■ PROBLEM STATEMENT: Your answer consists of the lines in the data that contain "flower". Copy each of them.

DATA IN THIS EXERCISE: Begin

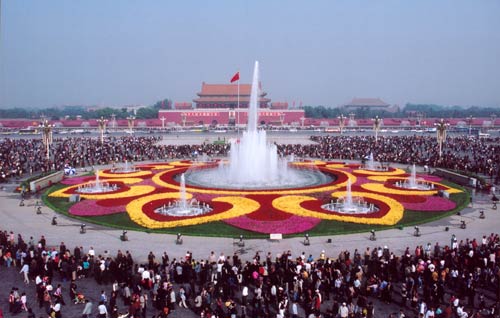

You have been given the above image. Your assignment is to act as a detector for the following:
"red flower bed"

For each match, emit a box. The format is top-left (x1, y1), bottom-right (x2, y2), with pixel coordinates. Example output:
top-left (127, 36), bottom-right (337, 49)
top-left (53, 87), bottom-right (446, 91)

top-left (244, 195), bottom-right (291, 221)
top-left (386, 194), bottom-right (427, 203)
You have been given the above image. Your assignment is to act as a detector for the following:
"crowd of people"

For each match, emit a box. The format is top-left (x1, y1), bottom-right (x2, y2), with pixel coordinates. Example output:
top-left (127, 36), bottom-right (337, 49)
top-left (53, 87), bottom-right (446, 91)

top-left (305, 135), bottom-right (499, 184)
top-left (0, 134), bottom-right (498, 185)
top-left (2, 225), bottom-right (500, 318)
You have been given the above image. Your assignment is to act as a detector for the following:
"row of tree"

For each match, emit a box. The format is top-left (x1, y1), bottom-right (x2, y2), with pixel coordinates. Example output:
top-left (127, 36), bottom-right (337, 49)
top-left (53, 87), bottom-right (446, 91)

top-left (303, 103), bottom-right (500, 119)
top-left (0, 99), bottom-right (172, 120)
top-left (0, 101), bottom-right (498, 120)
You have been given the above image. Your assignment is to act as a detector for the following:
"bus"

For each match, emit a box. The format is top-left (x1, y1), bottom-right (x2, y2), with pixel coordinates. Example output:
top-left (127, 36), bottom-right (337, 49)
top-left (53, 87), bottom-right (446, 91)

top-left (18, 128), bottom-right (39, 135)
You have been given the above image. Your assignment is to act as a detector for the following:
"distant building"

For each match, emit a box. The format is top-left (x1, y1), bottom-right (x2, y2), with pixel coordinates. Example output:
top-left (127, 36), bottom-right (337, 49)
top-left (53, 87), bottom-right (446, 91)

top-left (270, 102), bottom-right (289, 110)
top-left (174, 102), bottom-right (193, 110)
top-left (343, 98), bottom-right (391, 111)
top-left (193, 82), bottom-right (270, 109)
top-left (158, 82), bottom-right (303, 126)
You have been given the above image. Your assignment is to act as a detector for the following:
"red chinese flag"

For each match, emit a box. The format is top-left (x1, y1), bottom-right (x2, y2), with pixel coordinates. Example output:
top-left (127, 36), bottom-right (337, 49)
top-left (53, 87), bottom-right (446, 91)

top-left (230, 72), bottom-right (240, 83)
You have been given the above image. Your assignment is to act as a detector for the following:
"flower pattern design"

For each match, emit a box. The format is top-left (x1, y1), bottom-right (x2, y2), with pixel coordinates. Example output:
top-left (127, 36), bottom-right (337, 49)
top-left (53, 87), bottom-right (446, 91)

top-left (48, 161), bottom-right (463, 233)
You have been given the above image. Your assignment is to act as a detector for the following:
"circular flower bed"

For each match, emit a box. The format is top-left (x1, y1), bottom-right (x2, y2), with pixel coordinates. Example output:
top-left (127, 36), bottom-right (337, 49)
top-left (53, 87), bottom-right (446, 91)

top-left (45, 161), bottom-right (467, 236)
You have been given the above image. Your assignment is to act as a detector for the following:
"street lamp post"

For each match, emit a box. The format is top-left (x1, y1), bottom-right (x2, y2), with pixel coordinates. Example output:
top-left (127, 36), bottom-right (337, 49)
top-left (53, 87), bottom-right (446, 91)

top-left (416, 112), bottom-right (424, 127)
top-left (300, 117), bottom-right (305, 128)
top-left (348, 113), bottom-right (355, 128)
top-left (279, 112), bottom-right (285, 126)
top-left (96, 117), bottom-right (108, 144)
top-left (40, 119), bottom-right (53, 160)
top-left (467, 115), bottom-right (474, 135)
top-left (181, 113), bottom-right (187, 127)
top-left (373, 116), bottom-right (382, 143)
top-left (491, 114), bottom-right (497, 130)
top-left (160, 116), bottom-right (166, 130)
top-left (435, 119), bottom-right (449, 158)
top-left (338, 114), bottom-right (346, 135)
top-left (127, 116), bottom-right (135, 134)
top-left (111, 114), bottom-right (116, 130)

DATA IN THIS EXERCISE: End

■ WRITTEN SOLUTION:
"red flower bed"
"flower pattern design"
"circular flower bed"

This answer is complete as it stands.